» **PROBLEM TO SOLVE**: Each record needs to be echoed exactly; can you do that?

» **DATA EXCERPTS**:
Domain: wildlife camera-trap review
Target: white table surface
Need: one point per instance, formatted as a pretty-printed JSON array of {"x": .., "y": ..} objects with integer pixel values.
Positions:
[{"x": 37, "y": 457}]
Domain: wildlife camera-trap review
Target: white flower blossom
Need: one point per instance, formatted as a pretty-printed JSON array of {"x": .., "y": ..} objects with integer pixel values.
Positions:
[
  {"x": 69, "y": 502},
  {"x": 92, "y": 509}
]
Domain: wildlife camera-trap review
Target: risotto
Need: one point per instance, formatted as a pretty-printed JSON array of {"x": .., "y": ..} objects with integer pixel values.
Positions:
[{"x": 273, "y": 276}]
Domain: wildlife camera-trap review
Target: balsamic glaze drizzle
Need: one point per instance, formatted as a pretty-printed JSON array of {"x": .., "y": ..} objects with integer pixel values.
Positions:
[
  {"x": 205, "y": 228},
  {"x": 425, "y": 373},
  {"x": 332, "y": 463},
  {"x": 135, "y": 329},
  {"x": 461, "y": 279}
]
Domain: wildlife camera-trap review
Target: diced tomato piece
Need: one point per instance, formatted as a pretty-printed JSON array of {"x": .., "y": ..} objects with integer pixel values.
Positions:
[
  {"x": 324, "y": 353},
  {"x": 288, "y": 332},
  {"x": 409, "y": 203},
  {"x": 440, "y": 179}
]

» **RESULT**:
Domain: wildlife camera-trap review
Target: white table surface
Need: one point per instance, formatted as a pretty-printed JSON array of {"x": .., "y": ..} objects with integer pixel values.
Positions:
[{"x": 37, "y": 457}]
Domain: wildlife camera-trap review
Target: white flower blossom
Need: one point per instance, formatted as a pretty-printed JSON array of {"x": .., "y": ..} objects with integer pixel values.
Positions:
[
  {"x": 69, "y": 502},
  {"x": 92, "y": 509}
]
Domain: wildlife camera-trap review
Target: risotto
Need: one point per instance, formatted as a pretty-printed JSON array of {"x": .., "y": ..} objects with integer pixel values.
Positions:
[{"x": 273, "y": 276}]
Domain: wildlife camera-trap review
Target: balsamic glaze drizzle
Need: one point per instance, formatted as a pretty-printed JSON array of {"x": .., "y": ..} objects with integer pixel values.
Positions:
[
  {"x": 205, "y": 228},
  {"x": 425, "y": 373},
  {"x": 332, "y": 463},
  {"x": 135, "y": 329},
  {"x": 461, "y": 279}
]
Domain: wildlife camera-trap review
Target: diced tomato piece
Need: one point per instance, formatted as a pretty-printed JSON array of {"x": .., "y": ..} objects with integer pixel values.
Positions:
[
  {"x": 324, "y": 353},
  {"x": 288, "y": 332},
  {"x": 409, "y": 203},
  {"x": 440, "y": 179}
]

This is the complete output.